- [Preguntas por responder]
• 1. Resume en dos oraciones el texto sobre el darwinismo y el creacionismo.
• 2. Prosigue el texto sobre el darwinismo y el creacionismo a partir de su última oración.

- [Texto para revisar]
<<<<

Las adaptaciones de los seres vivos, producidos por este proceso azaroso, son tan asombrosas que casi parecen haber sido diseñadas expresamente. A finales del siglo XIX y principios del XX, los opositores del darwinismo solían proponer “teorías” simples como la de que en realidad fue un ser divino quien simplemente creó a todos los seres vivos, junto con sus maravillosas adaptaciones. Aunque esta explicación es aparentemente más sencilla que la darwiniana, requiere de un elemento mucho más difícil de comprobar: la existencia de un ser todopoderoso y eterno. Darwin explica la evolución con elementos mucho más mundanos y creíbles.
Las ideas de este tipo, conocidas como “creacionismo”, siguen teniendo seguidores, e incluso de vez en cuando logran victorias pasajeras como, por ejemplo, que en algún sitio de los Estados Unidos se obligue a enseñar la creación divina junto con el darwinismo. Pero en general su credibilidad está a la baja.

>>>>

- [Fragmentos de datos]
<<<<

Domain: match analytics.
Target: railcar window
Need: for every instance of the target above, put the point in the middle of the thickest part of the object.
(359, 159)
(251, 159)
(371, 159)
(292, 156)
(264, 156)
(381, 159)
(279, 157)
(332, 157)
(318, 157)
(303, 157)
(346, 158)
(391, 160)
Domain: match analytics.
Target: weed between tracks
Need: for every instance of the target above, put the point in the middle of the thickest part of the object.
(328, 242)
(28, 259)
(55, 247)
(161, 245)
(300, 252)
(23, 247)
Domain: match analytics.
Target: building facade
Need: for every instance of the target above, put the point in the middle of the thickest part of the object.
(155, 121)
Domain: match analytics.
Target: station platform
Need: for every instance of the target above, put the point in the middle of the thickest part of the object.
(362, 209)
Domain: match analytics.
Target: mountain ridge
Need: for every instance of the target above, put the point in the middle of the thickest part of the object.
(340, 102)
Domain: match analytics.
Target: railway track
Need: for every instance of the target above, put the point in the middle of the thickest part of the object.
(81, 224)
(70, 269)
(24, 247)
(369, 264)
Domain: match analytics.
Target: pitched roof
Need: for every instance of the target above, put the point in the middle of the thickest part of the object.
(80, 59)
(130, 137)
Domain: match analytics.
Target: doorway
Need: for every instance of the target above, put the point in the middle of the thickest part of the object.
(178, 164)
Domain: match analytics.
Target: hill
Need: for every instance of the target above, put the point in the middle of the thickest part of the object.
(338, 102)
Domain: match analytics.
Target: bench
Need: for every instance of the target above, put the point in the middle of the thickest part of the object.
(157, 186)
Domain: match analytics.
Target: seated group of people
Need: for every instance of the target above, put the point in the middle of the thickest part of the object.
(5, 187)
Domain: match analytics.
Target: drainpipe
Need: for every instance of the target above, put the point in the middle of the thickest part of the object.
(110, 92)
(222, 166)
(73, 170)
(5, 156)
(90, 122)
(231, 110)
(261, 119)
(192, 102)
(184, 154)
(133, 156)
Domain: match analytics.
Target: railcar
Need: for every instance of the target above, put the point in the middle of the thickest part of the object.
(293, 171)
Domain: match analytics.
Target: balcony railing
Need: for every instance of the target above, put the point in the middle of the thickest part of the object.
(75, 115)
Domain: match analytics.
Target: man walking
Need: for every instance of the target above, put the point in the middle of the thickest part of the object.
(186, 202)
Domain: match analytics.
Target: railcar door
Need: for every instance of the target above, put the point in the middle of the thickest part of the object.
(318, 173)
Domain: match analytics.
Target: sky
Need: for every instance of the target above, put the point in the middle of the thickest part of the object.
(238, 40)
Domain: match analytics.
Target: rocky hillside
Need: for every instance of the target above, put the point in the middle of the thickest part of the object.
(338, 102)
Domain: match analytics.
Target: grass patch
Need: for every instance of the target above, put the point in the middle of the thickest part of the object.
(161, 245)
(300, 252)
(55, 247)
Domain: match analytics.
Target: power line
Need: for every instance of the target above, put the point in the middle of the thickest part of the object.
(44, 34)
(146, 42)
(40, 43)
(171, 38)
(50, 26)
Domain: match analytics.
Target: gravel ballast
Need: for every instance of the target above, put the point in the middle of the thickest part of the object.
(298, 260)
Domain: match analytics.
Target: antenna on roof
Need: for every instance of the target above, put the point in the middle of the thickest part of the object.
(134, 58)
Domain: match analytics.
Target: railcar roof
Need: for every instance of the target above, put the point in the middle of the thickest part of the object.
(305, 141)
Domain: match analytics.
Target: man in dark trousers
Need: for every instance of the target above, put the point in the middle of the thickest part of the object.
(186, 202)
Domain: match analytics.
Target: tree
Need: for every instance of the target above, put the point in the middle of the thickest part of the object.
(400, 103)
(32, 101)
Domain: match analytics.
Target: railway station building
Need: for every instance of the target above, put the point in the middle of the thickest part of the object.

>>>>

- [Respuestas redactadas]
• 1. A finales del siglo XIX y principios del XX, los opositores del darwinismo proponían que un ser divino creó a todos los seres vivos con sus adaptaciones, una explicación aparentemente más sencilla que la de Darwin pero que requiere comprobar la existencia de un ser todopoderoso y eterno. Estas ideas, conocidas como creacionismo, siguen teniendo seguidores y a veces logran victorias pasajeras en los Estados Unidos, aunque en general su credibilidad está a la baja.

• 2.
Una de las razones es que, bien analizadas, las adaptaciones biológicas muestran huellas de haber sido diseñadas no por una inteligencia superior, sino por un proceso ciego. El ojo humano, por ejemplo, tiene los nervios por la parte delantera de la retina, lo que la hace propensa a desprendimientos y estorba la visión (el ojo del pulpo es un mejor diseño a este respecto). Y nuestra garganta no nos permite tragar agua y respirar al mismo tiempo, como sí pueden hacerlo los caballos. (Por esto el “casi” de más arriba.)
Sin embargo, no faltan quienes insisten en defender la necesidad de un “ingeniero”. La versión más moderna es la llamada “teoría del diseño inteligente”, que afirma que en las células existen estructuras de nivel molecular que sólo pudieron ser diseñadas por alguien, no ser producto de una evolución azarosa.
Entre los ejemplos más socorridos de este tipo de estructuras está el flagelo de las bacterias, una especie de látigo giratorio que les sirve a estos microorganismos como motor para nadar.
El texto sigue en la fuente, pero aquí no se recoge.